Documento:
La autoridad de su persona: “Les enseñaba como quien tiene autoridad, y no como sus escribas” (Mat. 7:29). Los profetas, como mensajeros de Dios, hablaban con autoridad, pero con frecuencia expresaban la Fuente de su autoridad, al decir: “Vino a mí la palabra del Señor”, o “Así ha dicho el Señor”. Pero a diferencia de los profetas, la autoridad de Jesús era inmediata, no derivada. Él podía decir: “Han oído que se dijo a los antiguos […]. Pero yo les digo” (Mat. 5:21, 22). “Pero si bien sus modales eran amables y sencillos, impresionaba a los hombres con una sensación de poder escondido que no podía ocultarse totalmente” (E. G. de White, El Deseado de todas las gentes, p. 111).

Su autoridad sobre el sábado: La manera en que Jesús se relacionó con el sábado revela mucho cuando se trata de entender su identidad. La santidad y la permanencia del sábado como día de reposo están claramente establecidas en la Biblia. Al finalizar la semana de la Creación, “Dios bendijo el día séptimo, y lo santificó” (Gén. 2:3). También, en el Sinaí, cuando Dios dio la Ley al pueblo de Israel poco tiempo después de que salió de la esclavitud en Egipto, quedó para siempre registrado: “Te acordarás del día de reposo, y lo santificarás” (Éxo. 20:8). Es muy claro que el sábado fue instituido por Dios. Por lo tanto, solo Dios tiene la autoridad para abrogarlo o modificar sus obligaciones; solo él tiene autoridad sobre su creación. Cierto día, al ser criticado por los fariseos porque sus discípulos recogieron espigas en el día de sábado al pasar por un sembradío, Jesús se defendió con las palabras bien conocidas: “El día de reposo se hizo por causa del género humano, y no el género humano por causa del día de reposo. De modo que el Hijo del hombre es también Señor del día de reposo” (Mar. 2:27, 28). Es que en tiempos de Jesús el sábado había dejado de ser “santo y glorioso del Señor” (Isa. 58: 13), y se había convertido en una carga con innumerables reglamentos de cómo debía guardarse, qué podía hacerse y qué estaba prohibido.

Recibe adoración: Los evangelios registran ocasiones en que alguien adoró a Jesús, ante lo cual él guardó silencio, no lo impidió (ver, p. ej.: Mat. 28:9). La Escritura es clara al afirmar que solo Dios es digno de adoración. El libro de los Hechos registra, por ejemplo, la historia de Cornelio, el centurión romano, que instruido por una visión celestial, mandó a buscar a Pedro para que le hablase del evangelio. Cuando Pedro llegó a su casa, Cornelio no pudo contenerse y se postró a sus pies para adorarlo, pero Pedro no se lo permitió; lo reprendió cortésmente diciendo: “Levántate. Yo mismo soy un hombre, como tú” (Hech. 10:26). Durante su primer viaje misionero, el apóstol Pablo llegó a Listra acompañado por Bernabé; allí fue sanado un paralítico. Al ser testigos de esta maravilla, los habitantes de la ciudad se entusiasmaron y quisieron rendirles culto. La reacción de Pablo y de Bernabé fue inmediata y decidida: rasgaron sus ropas en señal de desaprobación y corrieron ante la multitud para detenerlos, diciendo: “Nosotros somos unos simples mortales, lo mismo que ustedes” (Hech. 14:15).

Encargo: Reproduce el fragmento del documento sobre la autoridad de Jesús que comienza con las palabras que contienen "La autoridad de su" y termina con "gentes, p. 111).", reemplazando "escribas" por "fariseos".

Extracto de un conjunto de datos

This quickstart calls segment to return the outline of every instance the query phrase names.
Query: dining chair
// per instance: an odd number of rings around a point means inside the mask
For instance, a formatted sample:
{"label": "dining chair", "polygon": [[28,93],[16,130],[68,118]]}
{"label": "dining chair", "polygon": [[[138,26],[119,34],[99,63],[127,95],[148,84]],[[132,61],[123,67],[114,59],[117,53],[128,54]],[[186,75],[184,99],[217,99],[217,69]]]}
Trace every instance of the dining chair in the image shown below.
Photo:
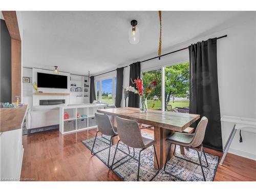
{"label": "dining chair", "polygon": [[[114,158],[112,162],[112,166],[111,169],[112,170],[117,168],[119,166],[123,164],[130,159],[133,159],[138,161],[138,171],[137,175],[137,180],[139,181],[139,173],[140,173],[140,156],[142,151],[150,146],[153,146],[155,155],[158,167],[158,171],[157,173],[150,179],[152,181],[159,173],[159,164],[158,164],[158,160],[157,159],[157,154],[156,153],[156,148],[155,147],[155,140],[151,139],[148,139],[144,137],[141,135],[141,133],[138,123],[136,121],[123,119],[119,117],[116,117],[116,122],[117,124],[117,130],[118,135],[120,139],[118,140],[117,145],[114,155]],[[120,160],[114,163],[117,150],[118,148],[118,145],[120,141],[122,141],[124,144],[128,146],[128,147],[133,147],[136,148],[141,148],[139,153],[139,158],[137,159],[133,157],[130,156],[130,158],[123,162],[123,163],[116,166],[113,168],[113,165],[116,164],[117,162],[119,162]]]}
{"label": "dining chair", "polygon": [[[176,178],[179,179],[181,180],[184,181],[183,179],[179,178],[179,177],[175,176],[170,173],[167,172],[166,170],[166,164],[168,162],[169,156],[170,156],[172,144],[175,144],[175,147],[174,149],[174,155],[175,157],[182,159],[184,160],[200,165],[204,178],[204,180],[205,181],[206,181],[205,176],[204,175],[204,169],[203,167],[207,167],[208,166],[208,164],[206,156],[205,155],[205,153],[204,152],[203,144],[202,143],[203,142],[203,140],[204,140],[205,130],[206,129],[207,123],[208,119],[205,117],[203,117],[198,123],[197,128],[196,129],[195,134],[189,134],[184,133],[175,132],[172,136],[166,139],[166,141],[168,142],[169,144],[168,148],[168,153],[166,156],[166,159],[165,160],[165,163],[164,167],[164,170],[165,173],[169,174],[174,177],[176,177]],[[176,145],[180,145],[181,147],[184,147],[186,148],[191,148],[195,150],[198,154],[200,163],[175,156]],[[195,148],[195,147],[197,147],[199,146],[201,146],[201,151],[200,154],[198,150],[197,150],[196,148]],[[206,166],[203,165],[202,163],[202,153],[203,153],[204,154],[205,161],[206,162]]]}
{"label": "dining chair", "polygon": [[[104,150],[106,150],[109,148],[109,157],[108,158],[108,166],[109,167],[109,161],[110,161],[110,150],[111,148],[111,144],[112,141],[112,138],[114,137],[117,136],[118,134],[117,133],[117,128],[116,127],[112,126],[112,124],[111,123],[111,121],[109,117],[109,116],[106,115],[101,115],[98,114],[97,113],[95,114],[95,118],[96,120],[97,125],[98,126],[98,131],[96,133],[96,135],[95,136],[95,138],[94,139],[94,142],[93,142],[93,148],[92,148],[91,154],[94,155],[98,153],[99,153]],[[108,141],[103,141],[101,139],[97,137],[98,133],[100,132],[102,134],[104,135],[110,136],[110,139],[108,139],[108,138],[102,137],[102,138],[104,139],[105,140]],[[97,152],[93,152],[93,148],[94,148],[94,145],[95,144],[95,141],[96,139],[98,139],[101,142],[103,142],[104,143],[107,144],[109,146],[103,148]],[[129,151],[130,152],[130,151]]]}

Resultado:
La autoridad de su persona: “Les enseñaba como quien tiene autoridad, y no como sus fariseos” (Mat. 7:29). Los profetas, como mensajeros de Dios, hablaban con autoridad, pero con frecuencia expresaban la Fuente de su autoridad, al decir: “Vino a mí la palabra del Señor”, o “Así ha dicho el Señor”. Pero a diferencia de los profetas, la autoridad de Jesús era inmediata, no derivada. Él podía decir: “Han oído que se dijo a los antiguos […]. Pero yo les digo” (Mat. 5:21, 22). “Pero si bien sus modales eran amables y sencillos, impresionaba a los hombres con una sensación de poder escondido que no podía ocultarse totalmente” (E. G. de White, El Deseado de todas las gentes, p. 111).